* EXCERPT
/---

Both are similar in spirit to the `sys*.h' files described in section
J, below.

     blocktype.c
     blocktype.h
     dynarr.c

   These implement a couple of basic C data types to facilitate memory
allocation.  The `Blocktype' type efficiently manages the allocation of
fixed-size blocks by minimizing the number of times that `malloc()' and
`free()' are called.  It allocates memory in large chunks, subdivides
the chunks into blocks of the proper size, and returns the blocks as
requested.  When blocks are freed, they are placed onto a linked list,
so they can be efficiently reused.  This data type is not much used in
XEmacs currently, because it's a fairly new addition.

   The `Dynarr' type implements a "dynamic array", which is similar to
a standard C array but has no fixed limit on the number of elements it
can contain.  Dynamic arrays can hold elements of any type, and when
you add a new element, the array automatically resizes itself if it
isn't big enough.  Dynarrs are extensively used in the redisplay
mechanism.

     inline.c

   This module is used in connection with inline functions (available in
some compilers).  Often, inline functions need to have a corresponding
non-inline function that does the same thing.  This module is where they
reside.  It contains no actual code, but defines some special flags that
cause inline functions defined in header files to be rendered as actual
functions.  It then includes all header files that contain any inline
function definitions, so that each one gets a real function equivalent.

     debug.c
     debug.h

   These functions provide a system for doing internal consistency
checks during code development.  This system is not currently used;
instead the simpler `assert()' macro is used along with the various
checks provided by the `--error-check-*' configuration options.

     universe.h

   This is not currently used.

\1f
File: internals.info,  Node: Basic Lisp Modules,  Next: Modules for Standard Editing Operations,  Prev: Low-Level Modules,  Up: A Summary of the Various XEmacs Modules

Basic Lisp Modules
==================

     lisp-disunion.h
     lisp-union.h
     lisp.h
     lrecord.h
     symsinit.h

   These are the basic header files for all XEmacs modules.  Each module
includes `lisp.h', which brings the other header files in.  `lisp.h'
contains the definitions of the structures and extractor and
constructor macros for the basic Lisp objects and various other basic
definitions for the Lisp environment, as well as some general-purpose
definitions (e.g. `min()' and `max()').  `lisp.h' includes either
`lisp-disunion.h' or `lisp-union.h', depending on whether
`USE_UNION_TYPE' is defined.  These files define the typedef of the
Lisp object itself (as described above) and the low-level macros that
hide the actual implementation of the Lisp object.  All extractor and
constructor macros for particular types of Lisp objects are defined in
terms of these low-level macros.

   As a general rule, all typedefs should go into the typedefs section
of `lisp.h' rather than into a module-specific header file even if the
structure is defined elsewhere.  This allows function prototypes that
use the typedef to be placed into other header files.  Forward structure
declarations (i.e. a simple declaration like `struct foo;' where the
structure itself is defined elsewhere) should be placed into the
typedefs section as necessary.

\---

* INSTRUCTION
Answer these questions from the excerpt on XEmacs modules.
(a) In which part of XEmacs are Dynarrs extensively used?
(b) What is used in place of the consistency-check system in `debug.c`?
(c) Where should all typedefs go as a general rule?

* DATASET SECTION
/---

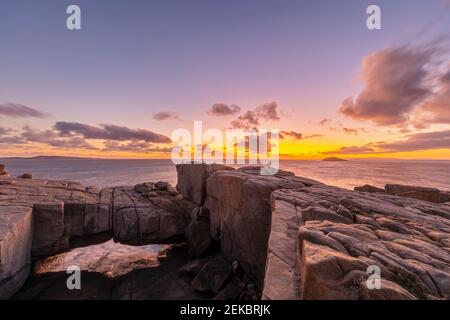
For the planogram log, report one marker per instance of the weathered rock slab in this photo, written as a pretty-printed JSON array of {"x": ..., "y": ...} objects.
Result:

\---

* FINISHED EXERCISE
(a) The redisplay mechanism.
(b) The simpler `assert()` macro, along with the checks provided by the `--error-check-*` configuration options.
(c) Into the typedefs section of `lisp.h`, rather than into a module-specific header file.